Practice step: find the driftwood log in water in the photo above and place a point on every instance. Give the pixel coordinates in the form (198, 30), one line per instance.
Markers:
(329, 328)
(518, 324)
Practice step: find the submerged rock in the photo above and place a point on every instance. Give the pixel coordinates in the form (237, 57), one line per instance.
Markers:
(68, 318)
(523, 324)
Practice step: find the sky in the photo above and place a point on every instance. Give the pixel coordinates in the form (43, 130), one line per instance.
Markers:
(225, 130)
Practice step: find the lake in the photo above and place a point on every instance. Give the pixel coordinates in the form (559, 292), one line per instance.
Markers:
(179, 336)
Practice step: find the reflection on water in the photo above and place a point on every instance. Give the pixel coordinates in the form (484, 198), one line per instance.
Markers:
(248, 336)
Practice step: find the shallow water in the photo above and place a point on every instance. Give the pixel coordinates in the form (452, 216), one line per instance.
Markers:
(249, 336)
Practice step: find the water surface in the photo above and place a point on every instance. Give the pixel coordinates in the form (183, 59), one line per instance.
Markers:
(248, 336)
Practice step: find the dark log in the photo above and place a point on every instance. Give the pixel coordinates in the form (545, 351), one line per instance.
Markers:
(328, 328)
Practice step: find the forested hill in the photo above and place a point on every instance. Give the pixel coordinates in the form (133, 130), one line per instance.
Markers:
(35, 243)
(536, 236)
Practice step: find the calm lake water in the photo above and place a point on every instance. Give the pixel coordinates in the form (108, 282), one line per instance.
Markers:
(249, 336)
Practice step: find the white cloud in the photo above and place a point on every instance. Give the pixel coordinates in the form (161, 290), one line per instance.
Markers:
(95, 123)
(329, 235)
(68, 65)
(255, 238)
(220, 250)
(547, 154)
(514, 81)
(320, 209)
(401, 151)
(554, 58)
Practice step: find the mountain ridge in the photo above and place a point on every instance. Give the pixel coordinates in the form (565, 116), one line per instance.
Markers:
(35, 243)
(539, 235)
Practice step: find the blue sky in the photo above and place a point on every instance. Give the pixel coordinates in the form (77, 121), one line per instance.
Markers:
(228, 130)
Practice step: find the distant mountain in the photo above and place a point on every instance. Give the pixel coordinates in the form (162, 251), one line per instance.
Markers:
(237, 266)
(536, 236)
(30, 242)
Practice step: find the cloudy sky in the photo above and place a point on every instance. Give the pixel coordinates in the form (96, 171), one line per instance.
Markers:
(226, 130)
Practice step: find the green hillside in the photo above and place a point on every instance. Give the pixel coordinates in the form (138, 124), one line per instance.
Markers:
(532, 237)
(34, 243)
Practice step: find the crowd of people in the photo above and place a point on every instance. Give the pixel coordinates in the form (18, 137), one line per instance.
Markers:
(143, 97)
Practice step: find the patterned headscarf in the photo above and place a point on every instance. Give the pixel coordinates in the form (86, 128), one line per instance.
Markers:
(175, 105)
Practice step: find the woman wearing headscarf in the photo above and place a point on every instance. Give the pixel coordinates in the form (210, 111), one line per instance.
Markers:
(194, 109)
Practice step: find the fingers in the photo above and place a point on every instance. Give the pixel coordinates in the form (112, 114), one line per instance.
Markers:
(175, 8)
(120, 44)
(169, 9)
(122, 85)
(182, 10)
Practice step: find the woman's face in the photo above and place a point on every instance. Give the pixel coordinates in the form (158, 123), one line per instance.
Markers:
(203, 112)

— EXERCISE BRIEF —
Copy out each record from above, exactly.

— RESULT BELOW —
Practice step: find the driftwood log in water in the photo above and place a point on every instance. Give the pixel coordinates in the form (198, 30), one line per instance.
Markers:
(329, 328)
(518, 324)
Practice step: find the submerged rock in the photo above and place a point on every instance. Give the pixel coordinates in the form (237, 57), one line per instance.
Markers:
(68, 318)
(523, 324)
Practice step: find the sky in the photo above and place a point on every instance. Give the pixel coordinates in the form (43, 130), one line per instance.
Markers:
(225, 130)
Practice step: find the lake in the photo above and place a point on every instance. Give the pixel coordinates in the form (559, 292), one line per instance.
Markers:
(179, 336)
Practice step: find the reflection on water in the photo above and place a point on every instance. Give the pixel coordinates in the form (484, 198), one line per instance.
Markers:
(248, 336)
Practice step: find the shallow water in the photo above and place a point on every instance. Give the pixel coordinates in the form (452, 216), one line per instance.
Markers:
(249, 336)
Practice step: find the water surface in the photo above and place a point on every instance. Give the pixel coordinates in the form (183, 59), one line per instance.
Markers:
(248, 336)
Practice step: find the dark log in the photo above and place a point on every instance. Give the pixel coordinates in the form (545, 351), one line per instance.
Markers:
(328, 328)
Practice step: find the forested hill in the photo above and place a point on every instance. Give the pixel coordinates in the form (133, 130), one line per instance.
Markers:
(35, 243)
(536, 236)
Practice step: find the calm lake water in the photo above and place a point on every instance. Give the pixel coordinates in the form (108, 282), one line per instance.
Markers:
(249, 336)
Practice step: find the white cloud in the photo above and place a point on every instance. Give the pixel coordinates in the form (161, 290), one line per instance.
Markers:
(95, 123)
(329, 235)
(68, 65)
(255, 238)
(220, 250)
(547, 154)
(514, 81)
(320, 209)
(401, 151)
(554, 58)
Practice step: find the mountain ridge in the photo above and place a point on every instance. Give the pixel coordinates in the form (565, 116), one line per instance.
Markers:
(35, 243)
(539, 235)
Practice step: find the blue sky in the photo above and place a point on every instance. Give the pixel coordinates in the form (77, 121), one line per instance.
Markers:
(228, 130)
Practice step: find the distant mountain in the photo above and place a point on every instance. Give the pixel coordinates in the form (162, 251), one line per instance.
Markers:
(237, 266)
(536, 236)
(30, 242)
Practice step: find the cloudy sky in the photo above and place a point on every instance. Give the pixel coordinates in the form (96, 171), one line per instance.
Markers:
(226, 130)
Practice step: find the green hillside in the photo above and place a point on every instance. Give the pixel coordinates in the form (138, 124), one line per instance.
Markers:
(532, 237)
(34, 243)
Practice step: find the crowd of people in the photo above and place a point on every instance. Give the pixel coordinates in the form (18, 137), one line per instance.
Markers:
(143, 97)
Practice step: find the patterned headscarf in the photo above and place a point on every instance. Give the pixel coordinates in the form (86, 128), one line per instance.
Markers:
(175, 105)
Practice step: find the woman wearing headscarf in the photo above and place a point on every instance. Give the pixel coordinates in the form (210, 111), one line per instance.
Markers:
(194, 109)
Practice step: find the fingers in the photo above and place a point on every instance. Give the pixel coordinates in the form (112, 114), one line per instance.
Markers:
(175, 8)
(120, 44)
(169, 9)
(122, 85)
(182, 10)
Practice step: find the woman's face in the photo above and place a point on every instance. Give the pixel coordinates in the form (158, 123), one line per instance.
Markers:
(203, 112)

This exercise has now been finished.